◆ Problem requirements
Find the line that contains "Pest-scouting request: point out the church bell". Output it and every line after it to the end of the records, exactly as they appear.

....................

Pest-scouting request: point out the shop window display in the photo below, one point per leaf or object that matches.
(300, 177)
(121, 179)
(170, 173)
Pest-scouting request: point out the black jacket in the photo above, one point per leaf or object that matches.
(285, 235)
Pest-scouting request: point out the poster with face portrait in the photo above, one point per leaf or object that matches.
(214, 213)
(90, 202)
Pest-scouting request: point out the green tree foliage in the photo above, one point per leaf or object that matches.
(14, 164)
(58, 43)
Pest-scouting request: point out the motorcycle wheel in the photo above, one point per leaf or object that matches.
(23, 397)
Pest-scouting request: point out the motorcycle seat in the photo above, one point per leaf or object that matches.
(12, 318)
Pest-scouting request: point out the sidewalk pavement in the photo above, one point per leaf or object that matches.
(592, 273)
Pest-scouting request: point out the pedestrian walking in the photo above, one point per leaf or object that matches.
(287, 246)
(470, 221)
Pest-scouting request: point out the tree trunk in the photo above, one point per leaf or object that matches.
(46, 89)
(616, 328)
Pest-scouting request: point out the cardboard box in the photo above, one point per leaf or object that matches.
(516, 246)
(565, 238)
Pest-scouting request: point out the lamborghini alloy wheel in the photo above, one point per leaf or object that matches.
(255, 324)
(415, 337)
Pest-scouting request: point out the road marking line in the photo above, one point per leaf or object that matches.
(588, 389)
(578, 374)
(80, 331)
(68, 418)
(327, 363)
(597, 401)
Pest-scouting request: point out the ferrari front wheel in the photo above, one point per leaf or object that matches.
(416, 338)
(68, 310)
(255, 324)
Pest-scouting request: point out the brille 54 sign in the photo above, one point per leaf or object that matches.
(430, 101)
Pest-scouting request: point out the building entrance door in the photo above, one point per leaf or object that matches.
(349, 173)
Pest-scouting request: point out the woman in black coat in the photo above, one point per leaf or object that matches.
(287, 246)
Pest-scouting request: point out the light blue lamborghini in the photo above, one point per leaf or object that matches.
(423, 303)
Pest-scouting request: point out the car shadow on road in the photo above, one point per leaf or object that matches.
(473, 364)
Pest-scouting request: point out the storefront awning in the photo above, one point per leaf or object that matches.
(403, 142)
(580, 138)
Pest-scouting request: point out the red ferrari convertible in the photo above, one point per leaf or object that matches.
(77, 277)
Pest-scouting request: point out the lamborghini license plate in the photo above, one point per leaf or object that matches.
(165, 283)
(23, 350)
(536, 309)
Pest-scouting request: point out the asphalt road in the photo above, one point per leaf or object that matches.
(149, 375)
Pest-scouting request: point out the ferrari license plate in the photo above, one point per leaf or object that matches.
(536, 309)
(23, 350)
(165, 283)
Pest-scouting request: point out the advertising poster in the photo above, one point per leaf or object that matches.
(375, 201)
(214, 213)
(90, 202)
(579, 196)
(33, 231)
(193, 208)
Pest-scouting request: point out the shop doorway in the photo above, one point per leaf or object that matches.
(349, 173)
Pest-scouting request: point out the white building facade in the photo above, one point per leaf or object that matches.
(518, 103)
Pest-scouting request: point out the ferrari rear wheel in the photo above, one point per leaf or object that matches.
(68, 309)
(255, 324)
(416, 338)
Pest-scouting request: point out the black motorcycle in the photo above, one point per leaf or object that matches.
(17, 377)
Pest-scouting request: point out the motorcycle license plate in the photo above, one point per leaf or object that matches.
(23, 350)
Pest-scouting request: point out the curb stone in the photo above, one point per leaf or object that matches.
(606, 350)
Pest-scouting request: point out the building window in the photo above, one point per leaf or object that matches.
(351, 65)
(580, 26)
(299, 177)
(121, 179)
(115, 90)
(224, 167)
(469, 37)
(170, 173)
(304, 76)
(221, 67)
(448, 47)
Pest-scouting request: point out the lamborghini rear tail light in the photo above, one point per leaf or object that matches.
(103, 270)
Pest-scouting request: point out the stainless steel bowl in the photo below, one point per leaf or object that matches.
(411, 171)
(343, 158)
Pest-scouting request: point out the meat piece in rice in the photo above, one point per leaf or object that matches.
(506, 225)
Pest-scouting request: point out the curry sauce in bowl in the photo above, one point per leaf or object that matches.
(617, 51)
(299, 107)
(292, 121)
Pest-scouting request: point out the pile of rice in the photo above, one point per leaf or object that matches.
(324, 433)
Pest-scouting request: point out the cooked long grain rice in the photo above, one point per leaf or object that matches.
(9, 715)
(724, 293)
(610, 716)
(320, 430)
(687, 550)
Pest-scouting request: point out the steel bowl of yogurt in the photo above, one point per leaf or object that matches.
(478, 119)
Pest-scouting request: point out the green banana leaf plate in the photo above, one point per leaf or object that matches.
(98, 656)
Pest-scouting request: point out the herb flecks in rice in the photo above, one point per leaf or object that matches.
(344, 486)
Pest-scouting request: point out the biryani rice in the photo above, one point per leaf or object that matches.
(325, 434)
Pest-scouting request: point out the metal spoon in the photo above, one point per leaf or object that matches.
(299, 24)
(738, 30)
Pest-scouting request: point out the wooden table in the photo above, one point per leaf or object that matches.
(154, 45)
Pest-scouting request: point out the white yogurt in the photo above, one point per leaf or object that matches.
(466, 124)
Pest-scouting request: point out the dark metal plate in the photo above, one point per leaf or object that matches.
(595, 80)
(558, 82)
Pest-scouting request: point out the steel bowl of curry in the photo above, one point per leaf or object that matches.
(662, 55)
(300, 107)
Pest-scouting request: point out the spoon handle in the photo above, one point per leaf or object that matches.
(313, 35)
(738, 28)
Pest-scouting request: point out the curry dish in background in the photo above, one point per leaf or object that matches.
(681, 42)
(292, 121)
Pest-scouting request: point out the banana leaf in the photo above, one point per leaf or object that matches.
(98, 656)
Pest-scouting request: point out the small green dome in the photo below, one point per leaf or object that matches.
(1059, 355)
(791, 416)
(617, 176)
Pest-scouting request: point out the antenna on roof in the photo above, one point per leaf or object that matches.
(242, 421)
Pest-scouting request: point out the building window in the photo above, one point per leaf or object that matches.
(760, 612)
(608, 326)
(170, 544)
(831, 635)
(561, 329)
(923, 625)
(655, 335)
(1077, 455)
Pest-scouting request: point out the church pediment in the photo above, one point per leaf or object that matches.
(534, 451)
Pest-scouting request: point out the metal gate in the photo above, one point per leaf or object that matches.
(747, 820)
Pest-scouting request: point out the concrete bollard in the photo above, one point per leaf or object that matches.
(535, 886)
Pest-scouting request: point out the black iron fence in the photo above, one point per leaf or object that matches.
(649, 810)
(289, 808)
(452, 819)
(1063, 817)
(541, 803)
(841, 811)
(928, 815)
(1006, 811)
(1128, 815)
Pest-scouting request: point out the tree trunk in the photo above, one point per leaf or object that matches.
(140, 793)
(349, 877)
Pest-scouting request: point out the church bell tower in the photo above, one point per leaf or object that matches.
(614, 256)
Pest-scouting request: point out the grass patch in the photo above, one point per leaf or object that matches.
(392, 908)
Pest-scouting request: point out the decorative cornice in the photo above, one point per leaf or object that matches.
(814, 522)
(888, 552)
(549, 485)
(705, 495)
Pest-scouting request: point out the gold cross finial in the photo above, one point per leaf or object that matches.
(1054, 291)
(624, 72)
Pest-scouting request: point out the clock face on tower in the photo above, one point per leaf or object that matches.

....................

◆ Complete output
Pest-scouting request: point out the church bell tower in the photo above, one point per leaf or object that matches.
(614, 256)
Pest-scouting request: point out the grass patch in the photo above, one point per leaf or object that matches.
(392, 908)
Pest-scouting request: point out the decorative cornice in the photo above, one point per leaf or object that matches.
(814, 522)
(888, 552)
(549, 485)
(705, 495)
Pest-scouting request: point out the gold cross finial in the photo above, one point per leaf or object that matches.
(1054, 291)
(624, 72)
Pest-scouting request: point out the clock face on tower in the photo above, one point per leaf or object that matches.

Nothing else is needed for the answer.